Requirement: Convert the rows below into a single numbered list with one item per line, and leave out any blank lines.

Coordinate annotation entries:

──────

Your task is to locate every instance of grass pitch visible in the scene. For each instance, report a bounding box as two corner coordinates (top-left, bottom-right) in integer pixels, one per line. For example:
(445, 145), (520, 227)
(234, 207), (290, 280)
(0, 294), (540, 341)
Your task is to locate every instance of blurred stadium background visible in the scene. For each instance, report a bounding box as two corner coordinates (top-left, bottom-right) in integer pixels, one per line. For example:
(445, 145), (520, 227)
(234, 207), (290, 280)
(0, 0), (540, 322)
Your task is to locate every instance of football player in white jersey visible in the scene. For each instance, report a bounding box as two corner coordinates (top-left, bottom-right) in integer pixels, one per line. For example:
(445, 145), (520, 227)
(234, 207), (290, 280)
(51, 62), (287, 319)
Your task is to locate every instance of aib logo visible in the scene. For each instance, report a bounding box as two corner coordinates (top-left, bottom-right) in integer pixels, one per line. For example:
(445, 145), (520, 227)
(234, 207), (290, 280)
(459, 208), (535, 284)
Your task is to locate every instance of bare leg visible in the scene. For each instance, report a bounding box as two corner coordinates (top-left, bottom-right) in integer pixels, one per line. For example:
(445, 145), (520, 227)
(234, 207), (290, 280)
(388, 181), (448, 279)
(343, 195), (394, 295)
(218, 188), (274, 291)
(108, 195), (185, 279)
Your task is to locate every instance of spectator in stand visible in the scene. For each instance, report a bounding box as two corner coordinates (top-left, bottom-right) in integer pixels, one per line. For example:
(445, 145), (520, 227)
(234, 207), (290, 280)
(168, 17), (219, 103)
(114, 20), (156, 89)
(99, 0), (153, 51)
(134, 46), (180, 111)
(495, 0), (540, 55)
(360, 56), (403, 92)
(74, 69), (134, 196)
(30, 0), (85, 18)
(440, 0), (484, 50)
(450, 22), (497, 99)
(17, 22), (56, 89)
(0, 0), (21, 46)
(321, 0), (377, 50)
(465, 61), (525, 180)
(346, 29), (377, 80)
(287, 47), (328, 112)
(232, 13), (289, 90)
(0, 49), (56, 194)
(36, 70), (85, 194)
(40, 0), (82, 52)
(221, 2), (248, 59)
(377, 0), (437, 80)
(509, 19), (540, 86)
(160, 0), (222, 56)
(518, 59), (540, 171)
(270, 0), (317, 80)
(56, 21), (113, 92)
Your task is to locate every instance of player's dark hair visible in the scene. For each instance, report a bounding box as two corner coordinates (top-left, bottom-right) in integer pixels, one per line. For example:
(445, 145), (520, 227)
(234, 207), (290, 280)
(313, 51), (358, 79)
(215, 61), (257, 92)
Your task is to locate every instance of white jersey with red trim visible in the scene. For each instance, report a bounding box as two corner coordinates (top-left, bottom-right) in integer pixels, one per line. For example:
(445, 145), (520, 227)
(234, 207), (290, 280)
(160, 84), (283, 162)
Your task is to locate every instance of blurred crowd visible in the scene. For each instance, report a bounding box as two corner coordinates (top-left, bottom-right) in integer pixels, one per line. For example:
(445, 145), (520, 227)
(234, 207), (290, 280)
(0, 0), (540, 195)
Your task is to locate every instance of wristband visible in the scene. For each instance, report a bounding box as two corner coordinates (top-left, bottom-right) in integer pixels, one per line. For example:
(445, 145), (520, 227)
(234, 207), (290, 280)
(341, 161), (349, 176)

──────

Response to this exercise:
1. Your task is to locate every instance of grass pitch visible in the scene. For each instance, report a bounding box as two corner coordinates (top-left, bottom-right) in integer pixels, one per line. For example:
2. (445, 145), (520, 227)
3. (234, 207), (290, 280)
4. (0, 294), (540, 341)
5. Your task is to locate every instance of blurred stadium background visible in the scene. For each instance, report a bounding box as two corner coordinates (top-left, bottom-right) in integer pixels, one per line. For example:
6. (445, 145), (520, 227)
7. (234, 207), (290, 280)
8. (0, 0), (540, 322)
9. Your task is to locate every instance of football player in white jersey visible in the scene. For each instance, report a bounding box as two corner coordinates (top-left, bottom-right) in integer pixels, one per line. For example:
10. (445, 145), (520, 227)
11. (234, 207), (290, 280)
12. (51, 62), (287, 319)
13. Your task is to locate every instance of aib logo visible in the scene. For each instance, report a bounding box as two corner coordinates (top-left, bottom-right) in integer pixels, one per line. For example:
14. (445, 145), (520, 227)
15. (234, 207), (290, 280)
16. (459, 208), (535, 284)
17. Your task is to locate every instance of bare leg visible in the scene. For each instance, report a bounding box as two corner coordinates (top-left, bottom-right) in integer pixels, one per line. For example:
18. (445, 145), (520, 227)
19. (234, 207), (290, 280)
20. (388, 181), (448, 279)
21. (343, 195), (394, 295)
22. (218, 188), (274, 291)
23. (108, 195), (185, 279)
24. Your task is to locate every instance of spectator in stand visible in the scene. For each instance, report a bounding box as two corner coordinates (top-left, bottom-right) in integer pixels, one per line. For example:
25. (445, 145), (520, 227)
26. (234, 207), (290, 280)
27. (168, 17), (219, 103)
28. (114, 20), (156, 89)
29. (99, 0), (153, 51)
30. (134, 46), (180, 111)
31. (495, 0), (540, 55)
32. (360, 56), (403, 92)
33. (74, 69), (134, 196)
34. (30, 0), (85, 18)
35. (440, 0), (484, 50)
36. (450, 22), (497, 99)
37. (17, 22), (56, 89)
38. (0, 0), (21, 46)
39. (321, 0), (377, 50)
40. (465, 61), (525, 180)
41. (346, 29), (377, 80)
42. (287, 47), (328, 112)
43. (232, 13), (289, 90)
44. (0, 49), (56, 194)
45. (36, 70), (85, 194)
46. (40, 0), (82, 52)
47. (221, 2), (248, 59)
48. (377, 0), (437, 80)
49. (509, 19), (540, 86)
50. (160, 0), (222, 56)
51. (518, 59), (540, 171)
52. (270, 0), (317, 80)
53. (56, 21), (113, 92)
54. Your task is to locate every instance of player's dark hair visible in the scene. For each instance, report a bounding box as two corner coordinates (top-left, bottom-right) in integer pixels, one per line. For example:
55. (445, 145), (520, 227)
56. (234, 207), (290, 280)
57. (313, 51), (358, 79)
58. (215, 61), (257, 92)
59. Your task is to locate every instance of white jersey with red trim visible in the scene. For each instance, report a bounding box as two corner coordinates (top-left, bottom-right) in integer pixels, one per line. For example:
60. (445, 145), (520, 227)
61. (234, 207), (290, 280)
62. (160, 84), (283, 162)
63. Your task is to locate every instance of blurred crowd visible in the scene. For each instance, report a bounding box as two corner coordinates (top-left, bottom-right) in integer pixels, one per line. For example:
64. (445, 145), (520, 227)
65. (234, 207), (290, 280)
66. (0, 0), (540, 195)
67. Your task is to locate every instance of wristband visible in the scene. For each instance, report a bounding box as two corner coordinates (top-left, bottom-right) in integer pixels, one per line. For example:
68. (445, 145), (520, 227)
69. (234, 207), (290, 280)
70. (341, 161), (349, 176)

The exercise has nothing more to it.